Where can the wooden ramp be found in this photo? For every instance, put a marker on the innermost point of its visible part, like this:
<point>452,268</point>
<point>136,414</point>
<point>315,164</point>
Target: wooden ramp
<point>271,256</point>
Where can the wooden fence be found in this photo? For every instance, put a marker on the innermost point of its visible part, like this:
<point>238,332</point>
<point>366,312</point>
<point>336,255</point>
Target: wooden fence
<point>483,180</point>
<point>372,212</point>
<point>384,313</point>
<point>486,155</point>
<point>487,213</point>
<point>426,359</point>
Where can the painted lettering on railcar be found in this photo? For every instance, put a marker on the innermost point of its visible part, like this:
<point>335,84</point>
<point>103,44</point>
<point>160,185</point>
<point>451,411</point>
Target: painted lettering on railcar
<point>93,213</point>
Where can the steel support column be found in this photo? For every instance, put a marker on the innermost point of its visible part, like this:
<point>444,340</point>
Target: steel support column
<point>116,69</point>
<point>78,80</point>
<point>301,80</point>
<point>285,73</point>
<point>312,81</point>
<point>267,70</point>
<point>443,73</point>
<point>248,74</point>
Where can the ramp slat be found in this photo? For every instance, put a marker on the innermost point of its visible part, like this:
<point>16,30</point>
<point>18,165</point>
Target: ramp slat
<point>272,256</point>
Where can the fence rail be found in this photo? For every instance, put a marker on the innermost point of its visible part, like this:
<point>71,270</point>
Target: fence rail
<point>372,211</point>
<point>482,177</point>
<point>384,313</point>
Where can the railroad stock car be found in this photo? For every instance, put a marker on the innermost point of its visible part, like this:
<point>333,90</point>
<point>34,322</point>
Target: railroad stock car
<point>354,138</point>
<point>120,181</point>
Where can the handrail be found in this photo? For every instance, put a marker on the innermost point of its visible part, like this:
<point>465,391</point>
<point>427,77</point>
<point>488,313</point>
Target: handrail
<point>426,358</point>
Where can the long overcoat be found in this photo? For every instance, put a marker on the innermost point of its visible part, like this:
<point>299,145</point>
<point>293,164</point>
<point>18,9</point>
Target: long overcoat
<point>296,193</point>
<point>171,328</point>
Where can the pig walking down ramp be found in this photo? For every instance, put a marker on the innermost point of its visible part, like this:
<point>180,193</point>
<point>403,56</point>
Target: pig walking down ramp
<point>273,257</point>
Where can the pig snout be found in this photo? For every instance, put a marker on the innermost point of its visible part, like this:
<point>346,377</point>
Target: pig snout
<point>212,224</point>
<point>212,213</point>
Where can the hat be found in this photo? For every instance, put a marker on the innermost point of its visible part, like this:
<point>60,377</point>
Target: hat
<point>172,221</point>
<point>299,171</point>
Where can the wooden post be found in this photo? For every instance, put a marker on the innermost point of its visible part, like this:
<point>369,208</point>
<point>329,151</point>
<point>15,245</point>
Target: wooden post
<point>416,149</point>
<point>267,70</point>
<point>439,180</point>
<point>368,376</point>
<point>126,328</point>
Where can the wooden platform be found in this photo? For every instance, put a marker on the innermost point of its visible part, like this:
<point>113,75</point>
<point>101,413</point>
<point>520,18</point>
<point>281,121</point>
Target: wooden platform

▸ About this task
Give back exactly the material above from its opening line to the line bearing "<point>366,312</point>".

▸ Completed task
Where can the wooden ramp be found in this photo? For every instance, put a marker on the innermost point of its visible part, like this:
<point>452,268</point>
<point>136,414</point>
<point>315,164</point>
Target: wooden ramp
<point>271,256</point>
Where can the wooden fence be found in this photo? For every instance, put a marker on the innermost point of its visible part, like this:
<point>238,332</point>
<point>366,312</point>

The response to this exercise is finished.